◆ Passage to read ◆
[Grappling with the Monster by T. S. Arthur]@TWC D-Link bookGrappling with the Monster CHAPTER VII 5/11
Men see, as they never saw before, how utterly evil and destructive are the drinking habits of this and other nations; how they weaken the judgment and deprave the moral sense; how they not only take from every man who falls into them his ability to do his best in any pursuit or calling, but sow in his body the germs of diseases which will curse him in his later years and abridge their term. Other evidences of the steady growth among the people of a sentiment adverse to drinking might be given.
We see it in the almost feverish response that everywhere meets the strong appeals of temperance speakers, and in the more pronounced attitude taken by public and professional men. JUDGES ON THE BENCH and preachers from the pulpit alike lift their voices in condemnation. Grand juries repeat and repeat their presentations of liquor selling and liquor drinking as the fruitful source of more than two-thirds of the crimes and miseries that afflict the community; and prison reports add their painful emphasis to the warning of the inquest. The people learn slowly, but they are learning.
Until they _will_ that this accursed traffic shall cease, it must go on with its sad and awful consequences.
But the old will of the people has been debased by sensual indulgence.
It is too weak to set itself against the appetite by which it has become enslaved.

◆ About this task ◆
Could you write out everything in the temperance passage from "We see it in" down to "by sensual indulgence.", word for word?

◆ Data for analysis ◆
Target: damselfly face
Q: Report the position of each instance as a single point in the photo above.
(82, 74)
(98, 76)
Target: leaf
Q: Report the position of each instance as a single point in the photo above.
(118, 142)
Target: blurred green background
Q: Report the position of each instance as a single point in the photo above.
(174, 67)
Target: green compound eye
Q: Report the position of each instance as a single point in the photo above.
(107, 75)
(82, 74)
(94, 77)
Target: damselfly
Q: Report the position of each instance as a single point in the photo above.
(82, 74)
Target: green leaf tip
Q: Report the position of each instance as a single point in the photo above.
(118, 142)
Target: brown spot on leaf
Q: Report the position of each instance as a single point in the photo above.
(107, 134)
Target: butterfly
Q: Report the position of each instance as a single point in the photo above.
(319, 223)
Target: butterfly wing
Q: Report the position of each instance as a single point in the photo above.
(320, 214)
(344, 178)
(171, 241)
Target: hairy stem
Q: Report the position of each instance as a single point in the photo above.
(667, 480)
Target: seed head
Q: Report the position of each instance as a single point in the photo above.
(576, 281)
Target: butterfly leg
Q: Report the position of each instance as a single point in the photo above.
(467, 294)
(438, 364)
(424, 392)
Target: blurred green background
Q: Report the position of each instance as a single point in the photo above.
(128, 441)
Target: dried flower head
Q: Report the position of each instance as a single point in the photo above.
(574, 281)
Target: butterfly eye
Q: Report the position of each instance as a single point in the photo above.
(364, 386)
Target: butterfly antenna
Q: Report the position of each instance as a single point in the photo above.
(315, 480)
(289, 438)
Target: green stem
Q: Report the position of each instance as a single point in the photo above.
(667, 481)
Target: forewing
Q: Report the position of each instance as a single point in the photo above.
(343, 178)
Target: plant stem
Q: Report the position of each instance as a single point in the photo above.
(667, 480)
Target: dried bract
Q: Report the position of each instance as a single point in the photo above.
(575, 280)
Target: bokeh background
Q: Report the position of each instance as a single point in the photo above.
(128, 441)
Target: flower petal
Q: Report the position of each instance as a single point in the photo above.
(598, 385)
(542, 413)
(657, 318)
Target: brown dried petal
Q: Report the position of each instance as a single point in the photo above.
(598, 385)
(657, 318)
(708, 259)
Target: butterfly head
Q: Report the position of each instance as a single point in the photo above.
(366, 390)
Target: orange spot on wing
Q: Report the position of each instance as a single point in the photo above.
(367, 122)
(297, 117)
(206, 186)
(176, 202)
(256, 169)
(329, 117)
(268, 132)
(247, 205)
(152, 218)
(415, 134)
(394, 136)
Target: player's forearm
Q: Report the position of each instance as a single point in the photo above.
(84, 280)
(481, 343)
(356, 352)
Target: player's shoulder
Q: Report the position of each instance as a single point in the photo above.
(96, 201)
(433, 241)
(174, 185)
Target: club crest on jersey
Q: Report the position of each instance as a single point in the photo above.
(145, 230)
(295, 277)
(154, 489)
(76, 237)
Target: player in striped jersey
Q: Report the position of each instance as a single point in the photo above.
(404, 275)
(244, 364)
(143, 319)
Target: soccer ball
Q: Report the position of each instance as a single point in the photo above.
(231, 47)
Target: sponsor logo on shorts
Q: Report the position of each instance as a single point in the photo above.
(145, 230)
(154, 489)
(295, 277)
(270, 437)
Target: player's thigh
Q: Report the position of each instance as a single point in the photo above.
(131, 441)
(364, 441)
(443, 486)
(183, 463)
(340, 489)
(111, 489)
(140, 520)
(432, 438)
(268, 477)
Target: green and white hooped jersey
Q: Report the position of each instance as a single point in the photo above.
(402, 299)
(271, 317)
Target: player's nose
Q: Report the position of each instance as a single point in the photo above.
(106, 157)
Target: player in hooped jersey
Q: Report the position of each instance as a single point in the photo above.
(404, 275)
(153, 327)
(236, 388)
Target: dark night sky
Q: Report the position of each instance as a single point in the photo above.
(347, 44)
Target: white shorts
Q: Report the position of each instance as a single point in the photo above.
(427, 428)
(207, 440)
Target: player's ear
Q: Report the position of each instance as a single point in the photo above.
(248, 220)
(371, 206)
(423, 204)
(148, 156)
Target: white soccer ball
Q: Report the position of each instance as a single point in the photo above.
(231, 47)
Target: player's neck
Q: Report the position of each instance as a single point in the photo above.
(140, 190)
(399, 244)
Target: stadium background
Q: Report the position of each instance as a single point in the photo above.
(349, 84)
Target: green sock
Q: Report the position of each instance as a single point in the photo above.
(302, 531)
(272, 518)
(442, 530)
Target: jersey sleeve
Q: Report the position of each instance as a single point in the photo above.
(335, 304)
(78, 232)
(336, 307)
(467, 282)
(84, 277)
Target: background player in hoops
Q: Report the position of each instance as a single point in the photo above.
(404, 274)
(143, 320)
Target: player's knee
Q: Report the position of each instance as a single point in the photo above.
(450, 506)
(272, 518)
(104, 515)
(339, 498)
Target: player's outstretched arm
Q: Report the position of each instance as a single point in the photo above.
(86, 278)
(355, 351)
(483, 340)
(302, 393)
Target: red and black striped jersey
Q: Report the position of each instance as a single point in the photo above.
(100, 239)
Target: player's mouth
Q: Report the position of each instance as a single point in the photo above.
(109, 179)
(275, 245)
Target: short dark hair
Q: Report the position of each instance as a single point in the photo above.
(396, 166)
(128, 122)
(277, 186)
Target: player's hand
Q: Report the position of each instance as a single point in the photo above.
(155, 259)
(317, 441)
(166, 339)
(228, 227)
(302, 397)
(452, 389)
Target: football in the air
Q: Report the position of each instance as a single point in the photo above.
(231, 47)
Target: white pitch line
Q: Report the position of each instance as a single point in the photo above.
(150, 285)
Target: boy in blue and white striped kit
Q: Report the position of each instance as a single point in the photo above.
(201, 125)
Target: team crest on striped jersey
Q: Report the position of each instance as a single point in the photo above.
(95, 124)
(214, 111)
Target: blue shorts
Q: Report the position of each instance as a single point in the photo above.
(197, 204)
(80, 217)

◆ Answer space ◆
We see it in the almost feverish response that everywhere meets the strong appeals of temperance speakers, and in the more pronounced attitude taken by public and professional men. JUDGES ON THE BENCH and preachers from the pulpit alike lift their voices in condemnation. Grand juries repeat and repeat their presentations of liquor selling and liquor drinking as the fruitful source of more than two-thirds of the crimes and miseries that afflict the community; and prison reports add their painful emphasis to the warning of the inquest. The people learn slowly, but they are learning.
Until they _will_ that this accursed traffic shall cease, it must go on with its sad and awful consequences.
But the old will of the people has been debased by sensual indulgence.